TASK: Each record must be printed again exactly as it appears.

Stored data entries:
--------------------------------
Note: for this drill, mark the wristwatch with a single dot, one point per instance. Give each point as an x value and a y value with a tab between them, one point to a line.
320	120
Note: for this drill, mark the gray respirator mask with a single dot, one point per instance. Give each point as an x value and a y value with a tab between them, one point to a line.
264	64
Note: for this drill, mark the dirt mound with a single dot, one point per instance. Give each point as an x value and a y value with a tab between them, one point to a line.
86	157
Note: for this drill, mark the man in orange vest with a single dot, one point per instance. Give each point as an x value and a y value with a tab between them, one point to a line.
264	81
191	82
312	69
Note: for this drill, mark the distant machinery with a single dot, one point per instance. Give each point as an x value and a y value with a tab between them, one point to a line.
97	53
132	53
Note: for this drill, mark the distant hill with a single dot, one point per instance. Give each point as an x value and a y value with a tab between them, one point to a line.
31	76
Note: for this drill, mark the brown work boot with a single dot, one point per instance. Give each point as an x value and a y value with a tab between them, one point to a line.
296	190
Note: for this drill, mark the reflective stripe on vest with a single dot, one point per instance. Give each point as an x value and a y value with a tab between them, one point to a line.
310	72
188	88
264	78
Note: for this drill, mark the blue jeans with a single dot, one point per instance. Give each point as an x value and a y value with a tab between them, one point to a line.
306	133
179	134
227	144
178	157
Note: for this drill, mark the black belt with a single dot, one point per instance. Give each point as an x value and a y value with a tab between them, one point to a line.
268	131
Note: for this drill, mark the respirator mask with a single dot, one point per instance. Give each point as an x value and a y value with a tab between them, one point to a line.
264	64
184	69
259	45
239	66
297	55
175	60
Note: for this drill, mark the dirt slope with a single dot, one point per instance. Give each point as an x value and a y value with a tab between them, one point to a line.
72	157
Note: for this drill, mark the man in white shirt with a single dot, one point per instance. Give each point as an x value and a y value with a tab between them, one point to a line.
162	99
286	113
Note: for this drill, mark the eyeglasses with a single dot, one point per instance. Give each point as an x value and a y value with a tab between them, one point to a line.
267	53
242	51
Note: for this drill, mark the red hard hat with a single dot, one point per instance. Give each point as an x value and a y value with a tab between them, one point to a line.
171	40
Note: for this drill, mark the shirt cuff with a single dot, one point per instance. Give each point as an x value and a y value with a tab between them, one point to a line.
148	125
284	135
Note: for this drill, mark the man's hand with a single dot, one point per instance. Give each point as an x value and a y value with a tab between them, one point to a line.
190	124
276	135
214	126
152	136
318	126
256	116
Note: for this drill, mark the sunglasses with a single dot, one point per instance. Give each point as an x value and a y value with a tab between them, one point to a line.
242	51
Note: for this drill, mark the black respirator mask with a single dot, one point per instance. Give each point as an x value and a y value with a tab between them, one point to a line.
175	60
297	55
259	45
--------------------------------
OUTPUT FOR THIS EXERCISE:
Note: for this drill, mark the wristwatch with a single dot, one point per instance. Give each point as an x value and a y value with a tab between them, one point to a line.
320	120
Note: for this drill, mark the gray respirator mask with a single dot, one point per instance. Give each point as an x value and a y value with a tab between them, one point to a line.
264	64
Note: for this drill, mark the dirt mound with a single dot, one point per instance. Give each point as an x value and a y value with a tab between them, one point to a line.
86	157
Note: for this drill, mark the man in orange vest with a single dot, one point per instance. Give each point as an x value and a y value with a tab between them, one point to a line.
264	81
191	82
312	69
Note: for this drill, mark the distant machinery with a single dot, one point per instance. Give each point as an x value and a y value with a tab between them, one point to a line.
97	53
132	53
Note: for this drill, mark the distant hill with a single dot, one point per instance. Give each point as an x value and a y value with a tab between them, one point to a line.
31	76
Note: for this drill, mark the brown work boot with a single dot, one point per instance. Give each point as an x value and a y value with a tab between them, one point to a line.
296	190
Note: for this drill, mark the reflective stripe on vest with a single dot, one point per instance. Give each point as an x value and a y value with a tab between them, one point to a line.
310	72
188	88
264	78
Note: for this drill, mark the blue jeans with a single dot, one point per instance. Give each point as an x value and a y value with a tab between them, one point to a line.
306	133
179	134
227	144
178	157
Note: for this drill, mark the black belt with a single dot, one point per instance. Give each point as an x value and a y value with a tab between them, one point to a line.
268	131
Note: for this drill, mark the respirator mask with a single dot, one point per instance. Give each point as an x value and a y value with a tab between them, one point to a line.
264	64
184	69
259	45
239	66
297	55
175	60
Note: for this drill, mark the dirt slope with a single dot, one point per instance. Give each point as an x value and a y value with a tab between them, one point to a line.
72	157
Note: for this drill, mark the man in white shirt with a single dot, one point per instance. Give each point as an x value and a y value with a tab between them, one point to a line.
162	99
286	113
Note: for this drill, mark the eyeglasses with a single dot, one point per instance. Give each point as an x value and a y value with a tab between them, one point to a line.
267	53
242	51
Note: for this drill, mark the red hard hat with a single dot, one point per instance. Give each point as an x value and a y value with a tab between them, one point to a line.
171	40
Note: for this drill, mark the shirt cuff with a single dot, one point per instance. Give each point as an x value and a y value with a tab between them, one point to a line.
148	125
284	135
Note: for this drill, mark the man's hand with a single dot, one point per instance. Give each point as an x value and a y value with a tab between them, one point to a line.
190	124
276	135
214	126
152	136
318	126
256	116
Note: for this drill, mark the sunglasses with a single dot, one point per instance. Give each point as an x value and a y value with a tab between them, one point to a line.
242	51
Note: for this drill, mark the black respirator mask with a single dot, one point per instance. Give each point as an x value and a y value with a tab between them, one point to a line.
175	60
297	55
259	45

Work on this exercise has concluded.